## Brief 1
Using the David Viña article, answer each question on its own line.
(a) How old is David Viña?
(b) According to David, how long have blackouts in Venezuela lasted?
(c) How far is Mérida from Caracas?
## Brief 2
Write the next part of the David Viña article, picking up after its final sentence.

## Excerpt to read
★ ★ ★ ★
David Viña has witnessed the power of artistic expression in his home country of Venezuela, which is in the midst of an economic and humanitarian crisis. The 22-year old Father’s House volunteer is now preparing for his first Shaftesbury art display, during Fringe 2019.
It is hard to imagine how difficult life is in Venezuela. The economy has collapsed and hyperinflation has made essentials unaffordable and medicines scarce. Political instability has brought civil unrest and there are regular clashes between members of the public and security forces.
“It looks bad on television, but it is even worse in real life,” said David. “The country’s falling down in pieces. There is a lack of electricity, gas and water.” He says that blackouts have lasted for up to five days and there are regular power cuts.
“People have to queue for food, and sometimes they spend the whole day queuing and in the end, they say ‘we don’t have food anymore’. Kids are starving and people are literally eating trash on the streets,” he said. “People that need chemo for their cancers have died. It’s heart-breaking how a country as rich as mine has been treated like this by a dictatorship, because this is what it is.”
David is from Mérida, 415 miles from the capital of Caracas. His family keep him informed of the deteriorating situation at home. Even before David left, everyday life was dire. “I remember that more than once I had to hide because they were shooting in the streets, bombs here, bombs there. People on passing motorcycles were shouting at you.”
He stopped talking and briefly sighed. “The police were throwing bombs at elderly people that were queuing and protesting because they didn’t have food. When you see that situation you say, ‘oh my goodness, I don’t want for this to happen anymore’.”
In Venezuela, artists started creating pieces or putting on productions to make powerful statements. “I was involved in some performances that went out on the streets and people were so pleased. The military was nearby, and they were upset it. That was three years ago. Now it’s even worse,” said David.
★ ★ ★ ★
## Input data
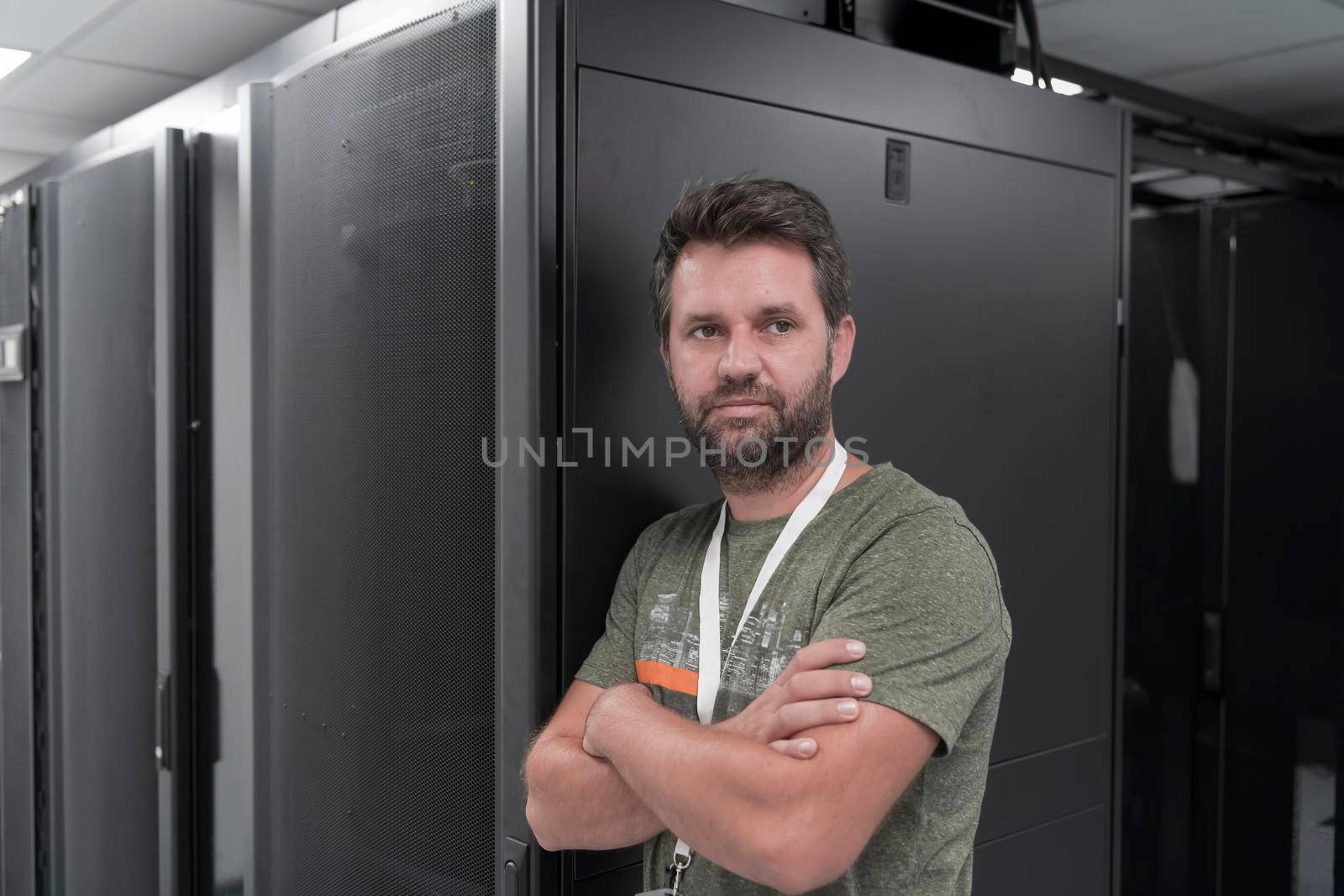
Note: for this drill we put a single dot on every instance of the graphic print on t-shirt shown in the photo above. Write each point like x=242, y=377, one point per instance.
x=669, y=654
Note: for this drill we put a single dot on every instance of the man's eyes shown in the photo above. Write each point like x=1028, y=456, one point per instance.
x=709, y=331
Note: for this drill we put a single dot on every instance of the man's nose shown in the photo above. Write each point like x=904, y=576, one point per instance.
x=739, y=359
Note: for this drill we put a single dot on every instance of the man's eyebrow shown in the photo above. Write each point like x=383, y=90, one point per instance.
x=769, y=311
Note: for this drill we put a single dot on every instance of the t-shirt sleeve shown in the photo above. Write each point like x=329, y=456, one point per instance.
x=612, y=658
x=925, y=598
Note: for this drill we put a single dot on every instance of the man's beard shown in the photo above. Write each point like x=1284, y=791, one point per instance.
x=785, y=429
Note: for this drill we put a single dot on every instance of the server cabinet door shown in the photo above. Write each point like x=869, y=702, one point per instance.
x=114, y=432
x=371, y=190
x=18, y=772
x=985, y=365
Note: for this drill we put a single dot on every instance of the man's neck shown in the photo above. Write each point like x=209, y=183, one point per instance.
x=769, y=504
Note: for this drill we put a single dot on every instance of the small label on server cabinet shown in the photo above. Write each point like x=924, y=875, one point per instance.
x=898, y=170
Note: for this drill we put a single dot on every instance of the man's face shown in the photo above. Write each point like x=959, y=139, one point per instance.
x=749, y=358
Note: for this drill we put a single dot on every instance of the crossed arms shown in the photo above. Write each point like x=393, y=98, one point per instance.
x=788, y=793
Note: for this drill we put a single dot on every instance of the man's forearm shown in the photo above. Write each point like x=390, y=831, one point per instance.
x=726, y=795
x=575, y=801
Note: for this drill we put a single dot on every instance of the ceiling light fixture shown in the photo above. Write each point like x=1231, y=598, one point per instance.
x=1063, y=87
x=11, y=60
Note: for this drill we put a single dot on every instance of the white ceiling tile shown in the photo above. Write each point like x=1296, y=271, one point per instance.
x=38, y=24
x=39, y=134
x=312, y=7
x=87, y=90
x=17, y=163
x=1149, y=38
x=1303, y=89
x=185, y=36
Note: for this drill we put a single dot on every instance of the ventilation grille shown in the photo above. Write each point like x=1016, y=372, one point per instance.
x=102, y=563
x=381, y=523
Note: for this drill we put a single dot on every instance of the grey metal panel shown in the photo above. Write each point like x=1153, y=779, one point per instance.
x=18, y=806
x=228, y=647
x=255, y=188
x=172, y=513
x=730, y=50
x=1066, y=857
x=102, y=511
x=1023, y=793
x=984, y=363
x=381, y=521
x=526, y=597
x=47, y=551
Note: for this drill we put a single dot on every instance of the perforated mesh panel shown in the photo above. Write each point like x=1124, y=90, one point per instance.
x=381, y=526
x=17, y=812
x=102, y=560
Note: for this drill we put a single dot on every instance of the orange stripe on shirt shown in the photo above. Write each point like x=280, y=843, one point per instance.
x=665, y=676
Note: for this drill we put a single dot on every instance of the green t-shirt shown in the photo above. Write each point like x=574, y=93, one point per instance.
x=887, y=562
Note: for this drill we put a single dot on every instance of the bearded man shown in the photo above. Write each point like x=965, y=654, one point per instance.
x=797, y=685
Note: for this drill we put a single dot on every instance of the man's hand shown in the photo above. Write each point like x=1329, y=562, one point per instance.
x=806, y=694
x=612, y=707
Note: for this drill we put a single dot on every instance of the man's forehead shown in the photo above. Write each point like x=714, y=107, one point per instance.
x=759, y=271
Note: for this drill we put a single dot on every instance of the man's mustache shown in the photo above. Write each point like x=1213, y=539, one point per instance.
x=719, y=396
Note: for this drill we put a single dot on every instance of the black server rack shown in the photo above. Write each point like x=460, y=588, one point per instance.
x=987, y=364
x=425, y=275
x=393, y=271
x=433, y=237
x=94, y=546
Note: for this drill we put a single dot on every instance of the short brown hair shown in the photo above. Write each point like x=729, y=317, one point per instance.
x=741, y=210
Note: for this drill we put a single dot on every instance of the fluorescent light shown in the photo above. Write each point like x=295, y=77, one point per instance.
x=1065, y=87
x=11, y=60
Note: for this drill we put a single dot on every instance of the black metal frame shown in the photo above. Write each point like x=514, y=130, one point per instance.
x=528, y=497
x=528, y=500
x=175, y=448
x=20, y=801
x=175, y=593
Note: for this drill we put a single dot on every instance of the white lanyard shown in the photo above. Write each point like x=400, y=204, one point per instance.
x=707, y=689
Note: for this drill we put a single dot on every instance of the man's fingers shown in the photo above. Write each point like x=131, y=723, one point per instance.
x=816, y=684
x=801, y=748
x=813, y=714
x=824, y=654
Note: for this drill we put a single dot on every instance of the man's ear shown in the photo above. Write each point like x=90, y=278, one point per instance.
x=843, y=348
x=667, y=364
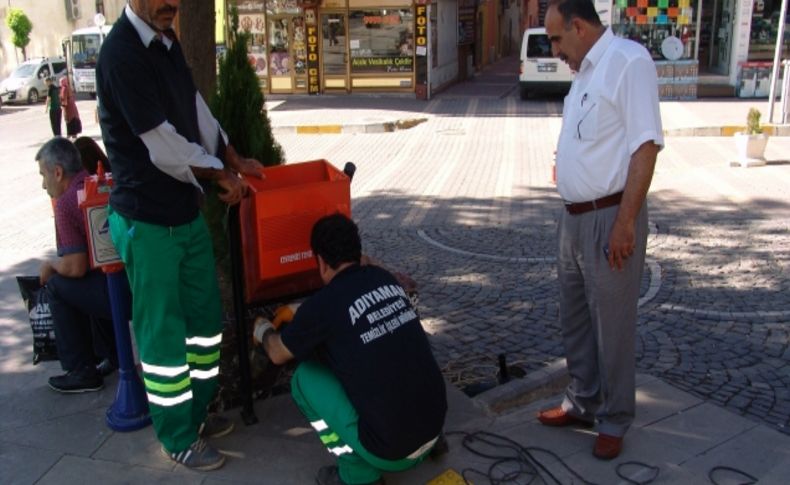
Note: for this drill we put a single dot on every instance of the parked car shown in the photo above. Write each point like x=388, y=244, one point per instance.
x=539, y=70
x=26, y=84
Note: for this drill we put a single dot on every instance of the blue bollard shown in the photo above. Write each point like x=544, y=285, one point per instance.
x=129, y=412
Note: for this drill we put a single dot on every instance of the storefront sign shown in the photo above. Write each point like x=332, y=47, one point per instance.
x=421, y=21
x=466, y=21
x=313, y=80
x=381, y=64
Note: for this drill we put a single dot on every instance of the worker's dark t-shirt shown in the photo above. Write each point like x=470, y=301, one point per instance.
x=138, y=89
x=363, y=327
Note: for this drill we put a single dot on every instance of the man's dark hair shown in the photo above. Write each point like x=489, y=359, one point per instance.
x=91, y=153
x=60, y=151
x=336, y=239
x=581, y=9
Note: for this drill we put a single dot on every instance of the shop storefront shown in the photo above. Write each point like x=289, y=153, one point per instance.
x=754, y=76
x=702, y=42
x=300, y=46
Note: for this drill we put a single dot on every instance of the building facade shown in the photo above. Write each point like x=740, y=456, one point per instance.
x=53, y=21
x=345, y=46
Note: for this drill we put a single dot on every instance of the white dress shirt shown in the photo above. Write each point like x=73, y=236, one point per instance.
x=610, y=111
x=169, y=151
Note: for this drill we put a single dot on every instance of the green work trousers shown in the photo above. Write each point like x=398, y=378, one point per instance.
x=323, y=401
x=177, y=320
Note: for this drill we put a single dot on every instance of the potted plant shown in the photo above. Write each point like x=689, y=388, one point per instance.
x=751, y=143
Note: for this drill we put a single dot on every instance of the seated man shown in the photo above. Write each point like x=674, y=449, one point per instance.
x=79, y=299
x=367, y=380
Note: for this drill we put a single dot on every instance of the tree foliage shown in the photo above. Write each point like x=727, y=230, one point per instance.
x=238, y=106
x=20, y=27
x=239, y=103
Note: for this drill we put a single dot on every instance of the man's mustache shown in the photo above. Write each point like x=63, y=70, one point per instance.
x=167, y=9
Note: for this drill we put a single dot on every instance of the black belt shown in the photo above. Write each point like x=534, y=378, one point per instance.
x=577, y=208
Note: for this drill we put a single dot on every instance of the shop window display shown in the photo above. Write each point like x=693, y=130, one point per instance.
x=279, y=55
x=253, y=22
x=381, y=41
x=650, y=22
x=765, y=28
★ ★ ★ ★
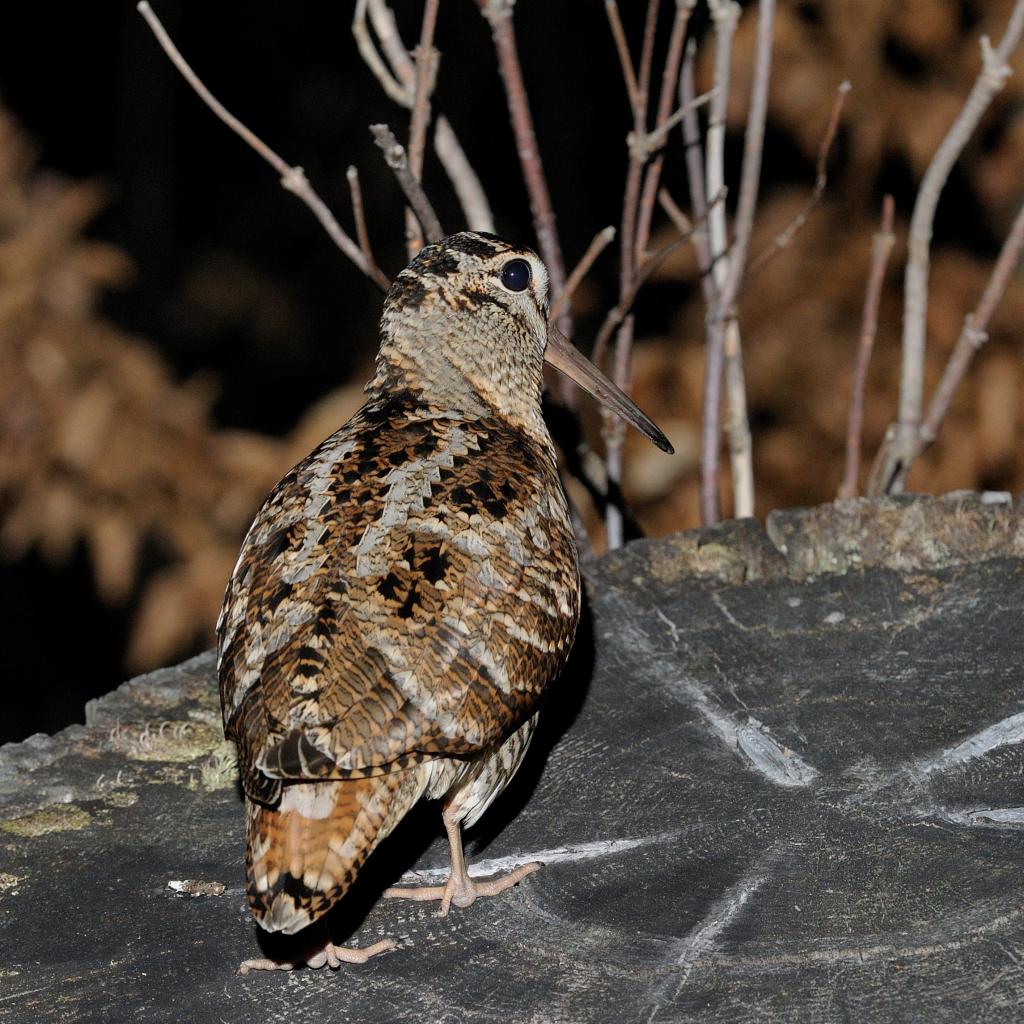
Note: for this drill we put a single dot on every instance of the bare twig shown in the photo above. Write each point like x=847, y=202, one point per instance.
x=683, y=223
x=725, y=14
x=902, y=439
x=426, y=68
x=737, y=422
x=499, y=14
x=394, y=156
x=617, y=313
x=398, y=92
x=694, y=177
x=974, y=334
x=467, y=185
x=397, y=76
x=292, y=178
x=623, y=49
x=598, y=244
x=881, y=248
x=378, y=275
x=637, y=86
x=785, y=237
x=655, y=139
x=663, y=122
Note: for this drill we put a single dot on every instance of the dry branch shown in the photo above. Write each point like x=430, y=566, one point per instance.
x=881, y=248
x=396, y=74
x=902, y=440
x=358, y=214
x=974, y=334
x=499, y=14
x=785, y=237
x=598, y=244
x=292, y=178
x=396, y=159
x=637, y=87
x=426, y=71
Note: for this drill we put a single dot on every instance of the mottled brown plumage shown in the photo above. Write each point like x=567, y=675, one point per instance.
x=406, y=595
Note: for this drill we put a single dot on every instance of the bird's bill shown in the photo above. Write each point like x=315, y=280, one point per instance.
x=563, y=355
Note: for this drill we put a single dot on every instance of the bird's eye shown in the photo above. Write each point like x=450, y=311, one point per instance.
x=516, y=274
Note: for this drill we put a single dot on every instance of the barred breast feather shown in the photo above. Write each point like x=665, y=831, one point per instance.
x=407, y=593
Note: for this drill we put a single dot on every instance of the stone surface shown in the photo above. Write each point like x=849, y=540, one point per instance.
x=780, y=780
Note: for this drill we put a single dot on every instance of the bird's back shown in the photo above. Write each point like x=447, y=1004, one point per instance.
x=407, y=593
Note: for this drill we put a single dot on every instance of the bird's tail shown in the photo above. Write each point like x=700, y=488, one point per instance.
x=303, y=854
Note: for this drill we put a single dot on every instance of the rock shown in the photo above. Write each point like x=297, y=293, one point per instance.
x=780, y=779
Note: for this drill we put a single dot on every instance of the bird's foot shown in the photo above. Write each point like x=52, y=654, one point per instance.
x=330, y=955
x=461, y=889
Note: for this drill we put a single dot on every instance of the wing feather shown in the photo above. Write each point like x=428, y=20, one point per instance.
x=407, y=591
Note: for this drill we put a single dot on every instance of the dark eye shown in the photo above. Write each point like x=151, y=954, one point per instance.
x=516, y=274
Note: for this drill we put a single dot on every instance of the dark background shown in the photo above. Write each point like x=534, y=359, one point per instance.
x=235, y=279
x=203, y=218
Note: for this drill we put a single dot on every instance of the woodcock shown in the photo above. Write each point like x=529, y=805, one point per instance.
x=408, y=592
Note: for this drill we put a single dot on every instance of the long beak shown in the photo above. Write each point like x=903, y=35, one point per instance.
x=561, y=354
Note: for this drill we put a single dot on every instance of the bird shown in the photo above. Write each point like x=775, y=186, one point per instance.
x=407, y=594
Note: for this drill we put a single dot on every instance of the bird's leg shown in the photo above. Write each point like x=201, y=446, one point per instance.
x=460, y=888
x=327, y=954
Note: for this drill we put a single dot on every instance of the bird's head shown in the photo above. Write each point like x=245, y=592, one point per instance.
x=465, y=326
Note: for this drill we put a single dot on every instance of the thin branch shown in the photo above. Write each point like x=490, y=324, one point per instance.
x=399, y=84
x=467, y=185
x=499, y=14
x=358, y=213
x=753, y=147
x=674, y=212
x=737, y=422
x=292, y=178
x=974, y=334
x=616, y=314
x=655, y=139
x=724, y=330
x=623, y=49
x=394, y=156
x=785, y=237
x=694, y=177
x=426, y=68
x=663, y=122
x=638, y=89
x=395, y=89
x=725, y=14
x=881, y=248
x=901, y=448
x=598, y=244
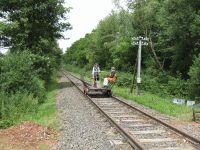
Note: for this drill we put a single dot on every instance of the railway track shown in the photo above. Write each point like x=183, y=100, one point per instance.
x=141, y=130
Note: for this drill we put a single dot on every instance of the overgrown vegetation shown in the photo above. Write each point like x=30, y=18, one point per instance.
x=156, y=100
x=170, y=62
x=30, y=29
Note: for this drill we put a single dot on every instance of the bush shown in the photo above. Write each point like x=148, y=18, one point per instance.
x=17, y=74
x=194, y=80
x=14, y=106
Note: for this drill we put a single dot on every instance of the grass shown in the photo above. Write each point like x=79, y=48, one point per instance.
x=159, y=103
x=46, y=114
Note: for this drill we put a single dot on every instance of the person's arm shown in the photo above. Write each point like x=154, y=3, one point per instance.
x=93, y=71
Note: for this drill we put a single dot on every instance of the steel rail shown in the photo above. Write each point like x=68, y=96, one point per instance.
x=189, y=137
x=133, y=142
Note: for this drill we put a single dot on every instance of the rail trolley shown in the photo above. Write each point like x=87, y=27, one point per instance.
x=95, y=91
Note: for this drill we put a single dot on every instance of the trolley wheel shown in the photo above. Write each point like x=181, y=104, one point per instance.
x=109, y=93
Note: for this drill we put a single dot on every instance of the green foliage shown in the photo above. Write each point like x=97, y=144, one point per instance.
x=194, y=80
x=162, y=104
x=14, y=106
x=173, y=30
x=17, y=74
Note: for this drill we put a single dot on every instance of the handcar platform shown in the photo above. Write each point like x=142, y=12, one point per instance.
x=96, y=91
★ ★ ★ ★
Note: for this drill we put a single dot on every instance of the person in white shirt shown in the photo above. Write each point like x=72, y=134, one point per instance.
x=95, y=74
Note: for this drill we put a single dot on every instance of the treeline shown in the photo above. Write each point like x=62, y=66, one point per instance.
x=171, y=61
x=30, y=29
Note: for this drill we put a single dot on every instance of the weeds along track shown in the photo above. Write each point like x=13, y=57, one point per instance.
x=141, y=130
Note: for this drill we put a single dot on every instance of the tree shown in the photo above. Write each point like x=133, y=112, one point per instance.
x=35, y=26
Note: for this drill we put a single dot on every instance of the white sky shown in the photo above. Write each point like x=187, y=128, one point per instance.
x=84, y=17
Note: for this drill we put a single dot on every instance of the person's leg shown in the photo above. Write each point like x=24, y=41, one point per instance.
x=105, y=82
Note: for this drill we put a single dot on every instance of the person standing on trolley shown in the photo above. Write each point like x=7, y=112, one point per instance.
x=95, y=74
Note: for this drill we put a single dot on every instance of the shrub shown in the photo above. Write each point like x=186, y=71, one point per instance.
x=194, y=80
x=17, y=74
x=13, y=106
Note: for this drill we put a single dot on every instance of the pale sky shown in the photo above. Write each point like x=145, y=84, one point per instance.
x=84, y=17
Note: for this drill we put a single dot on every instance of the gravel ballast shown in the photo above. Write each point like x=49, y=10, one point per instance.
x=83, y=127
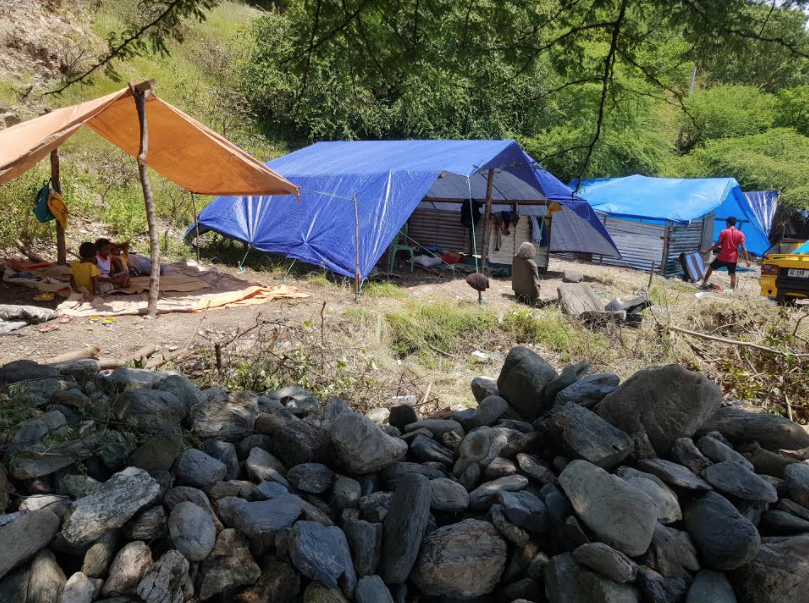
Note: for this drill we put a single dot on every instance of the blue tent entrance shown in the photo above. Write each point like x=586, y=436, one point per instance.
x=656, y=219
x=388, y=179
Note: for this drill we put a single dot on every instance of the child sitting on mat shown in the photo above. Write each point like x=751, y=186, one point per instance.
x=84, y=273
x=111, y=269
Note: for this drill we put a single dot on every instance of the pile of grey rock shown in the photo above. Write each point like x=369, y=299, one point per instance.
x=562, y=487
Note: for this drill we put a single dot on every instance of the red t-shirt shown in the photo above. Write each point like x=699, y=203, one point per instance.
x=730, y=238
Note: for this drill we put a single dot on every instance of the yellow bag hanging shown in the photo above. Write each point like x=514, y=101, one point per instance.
★ ★ ★ ★
## Expected answer 1
(a) 22
(b) Up to five days
(c) 415 miles

## Expected answer 2
Against this backdrop of unrest and deep uncertainty, art is flourishing, although it isn’t the type of art for entertainment or home decoration that artists offer us here in Shaftesbury. “I think this whole situation has given them tools to protest through the arts. You can see the performances in the streets and fashion designers emerging,” explained David. “Visual artists are starting, as well as photographers. Everyone is trying to do something. People that left the country are working from the outside, establishing new businesses. It’s inspiring to see these people fighting the government, who are trying to shut everything down. They are saying ‘we won’t let these people tear us down’.”
David’s experience has helped him understand how art can offer more than just something nice to look at. He says he aims to use his creative skills, whether it is painting, playwriting or fashion design, to create something positive and beautiful. “Hate generates more hate and fire produces more fire. I want to inspire people. Something that I’ve learned in this whole journey is that art is not supposed to give you answers, but it will at least generate your questions.”
The story of how David came to Shaftesbury is unusual. Back in December 2016, he was still in Venezuela and he had a strong sense that his life was about to change. “I had a feeling that something would happen in 2017. I wasn’t sure what it was. I was studying acting at university at the time,” he said.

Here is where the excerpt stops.